### DOCUMENT SECTION

>>

An example from my own path: I found success in 12-step programming to address several personal challenges. Such programs are “spiritual” in their practice, because they ask participants to release some control over to a version of an external power. A dear friend has also found the same success in 12-step, but he HATES the concept of religion, and so has endeavored to shape the language of the program to meet his needs. Had my friend outright rejected the program, he would be in a toxic state.

This is a minor example of why we need spirituality now, because we have so limited our concept of spirit that it is preventing us from meeting our immediate needs for long-term growth and development, especially as humankind. In this shortcoming, however, there is much opportunity to become the resilient, capable people that can exceed our own expectations.

This is why I write, to be your partner and peer in what’s possible for you.

Response from Carrie E. Neal

For me, spirituality is liberation. Spirituality is experiential and activates meaning-making, connection, and maturity. It is about both being in the moment, and having a belief that there is more than just this moment. 

When asked, “Why Spirituality Now?”, I immediately find myself expanding outwards and think, “Spirituality Always”. If you are living in the United States in 2020, then you know that this has been a trying year. Living under a shelter in place order, unemployment, unsure political futures, and black siblings still being killed by police violence in very public ways. 

Now seems like the exact right time for spirituality. If spirituality can help us understand what’s happening in the world around us and inside us, then this seems to be the time to activate it. Friere tells us that authentic liberation is the process of humanization [1]. Now seems to be the perfect time for more humanizing systems, organizations, communities and relationships. Spirituality humanizes us and it liberates us.

<<

### EXTRACTED ENTRIES
>>

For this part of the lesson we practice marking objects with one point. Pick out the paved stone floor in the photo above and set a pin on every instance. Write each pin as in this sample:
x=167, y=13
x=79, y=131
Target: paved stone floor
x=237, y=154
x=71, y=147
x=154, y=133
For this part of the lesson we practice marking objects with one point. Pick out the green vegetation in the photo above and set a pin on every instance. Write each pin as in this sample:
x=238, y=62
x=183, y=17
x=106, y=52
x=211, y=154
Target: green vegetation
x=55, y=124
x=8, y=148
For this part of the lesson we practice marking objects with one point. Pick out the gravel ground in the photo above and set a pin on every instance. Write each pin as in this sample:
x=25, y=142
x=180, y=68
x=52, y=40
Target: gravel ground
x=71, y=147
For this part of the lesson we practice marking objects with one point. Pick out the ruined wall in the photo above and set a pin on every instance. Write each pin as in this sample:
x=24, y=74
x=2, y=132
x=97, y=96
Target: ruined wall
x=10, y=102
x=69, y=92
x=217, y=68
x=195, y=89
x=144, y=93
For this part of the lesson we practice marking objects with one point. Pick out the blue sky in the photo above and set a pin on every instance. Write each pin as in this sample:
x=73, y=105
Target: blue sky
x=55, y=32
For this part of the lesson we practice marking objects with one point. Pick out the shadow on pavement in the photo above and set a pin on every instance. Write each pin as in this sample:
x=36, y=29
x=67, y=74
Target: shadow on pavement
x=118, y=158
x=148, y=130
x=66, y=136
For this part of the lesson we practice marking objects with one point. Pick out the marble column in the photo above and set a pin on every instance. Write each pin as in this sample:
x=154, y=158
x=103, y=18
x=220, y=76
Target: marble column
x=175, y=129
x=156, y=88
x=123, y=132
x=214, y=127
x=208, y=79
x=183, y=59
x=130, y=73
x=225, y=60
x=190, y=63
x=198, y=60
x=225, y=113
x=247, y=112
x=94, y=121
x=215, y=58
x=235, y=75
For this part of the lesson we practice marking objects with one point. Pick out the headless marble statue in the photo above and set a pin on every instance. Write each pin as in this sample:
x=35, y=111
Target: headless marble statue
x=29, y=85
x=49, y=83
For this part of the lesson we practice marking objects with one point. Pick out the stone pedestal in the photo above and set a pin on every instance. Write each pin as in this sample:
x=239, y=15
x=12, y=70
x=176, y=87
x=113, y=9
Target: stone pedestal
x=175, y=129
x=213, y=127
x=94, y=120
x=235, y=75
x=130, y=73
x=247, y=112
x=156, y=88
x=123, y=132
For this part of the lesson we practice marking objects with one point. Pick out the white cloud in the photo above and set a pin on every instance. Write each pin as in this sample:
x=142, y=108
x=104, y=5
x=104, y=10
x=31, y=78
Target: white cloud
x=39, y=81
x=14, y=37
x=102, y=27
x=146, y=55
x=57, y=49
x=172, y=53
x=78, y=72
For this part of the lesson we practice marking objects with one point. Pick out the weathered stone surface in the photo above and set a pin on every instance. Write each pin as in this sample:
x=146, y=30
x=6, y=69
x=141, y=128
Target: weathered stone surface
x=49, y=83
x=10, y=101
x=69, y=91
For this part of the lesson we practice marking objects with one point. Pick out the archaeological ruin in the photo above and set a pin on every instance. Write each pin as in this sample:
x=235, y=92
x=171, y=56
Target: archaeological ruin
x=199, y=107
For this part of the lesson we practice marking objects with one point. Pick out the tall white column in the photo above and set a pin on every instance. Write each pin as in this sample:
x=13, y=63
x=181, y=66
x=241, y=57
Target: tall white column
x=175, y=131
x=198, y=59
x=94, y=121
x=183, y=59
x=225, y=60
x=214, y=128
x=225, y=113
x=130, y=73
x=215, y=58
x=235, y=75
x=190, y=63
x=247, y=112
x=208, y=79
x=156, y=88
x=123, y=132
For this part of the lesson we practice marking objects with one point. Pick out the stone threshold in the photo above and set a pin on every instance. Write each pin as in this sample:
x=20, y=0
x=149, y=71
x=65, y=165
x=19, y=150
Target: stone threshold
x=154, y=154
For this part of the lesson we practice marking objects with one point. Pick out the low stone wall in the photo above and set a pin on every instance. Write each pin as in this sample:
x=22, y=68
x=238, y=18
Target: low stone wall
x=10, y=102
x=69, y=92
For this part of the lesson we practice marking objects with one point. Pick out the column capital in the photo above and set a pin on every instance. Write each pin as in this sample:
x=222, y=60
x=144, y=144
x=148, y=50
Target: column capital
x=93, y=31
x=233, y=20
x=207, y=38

<<

### TASK DESCRIPTION
Reproduce the full passage above on why spirituality matters now, word for word from beginning to end.

### EXERCISE OUTPUT
An example from my own path: I found success in 12-step programming to address several personal challenges. Such programs are “spiritual” in their practice, because they ask participants to release some control over to a version of an external power. A dear friend has also found the same success in 12-step, but he HATES the concept of religion, and so has endeavored to shape the language of the program to meet his needs. Had my friend outright rejected the program, he would be in a toxic state.

This is a minor example of why we need spirituality now, because we have so limited our concept of spirit that it is preventing us from meeting our immediate needs for long-term growth and development, especially as humankind. In this shortcoming, however, there is much opportunity to become the resilient, capable people that can exceed our own expectations.

This is why I write, to be your partner and peer in what’s possible for you.

Response from Carrie E. Neal

For me, spirituality is liberation. Spirituality is experiential and activates meaning-making, connection, and maturity. It is about both being in the moment, and having a belief that there is more than just this moment. 

When asked, “Why Spirituality Now?”, I immediately find myself expanding outwards and think, “Spirituality Always”. If you are living in the United States in 2020, then you know that this has been a trying year. Living under a shelter in place order, unemployment, unsure political futures, and black siblings still being killed by police violence in very public ways. 

Now seems like the exact right time for spirituality. If spirituality can help us understand what’s happening in the world around us and inside us, then this seems to be the time to activate it. Friere tells us that authentic liberation is the process of humanization [1]. Now seems to be the perfect time for more humanizing systems, organizations, communities and relationships. Spirituality humanizes us and it liberates us.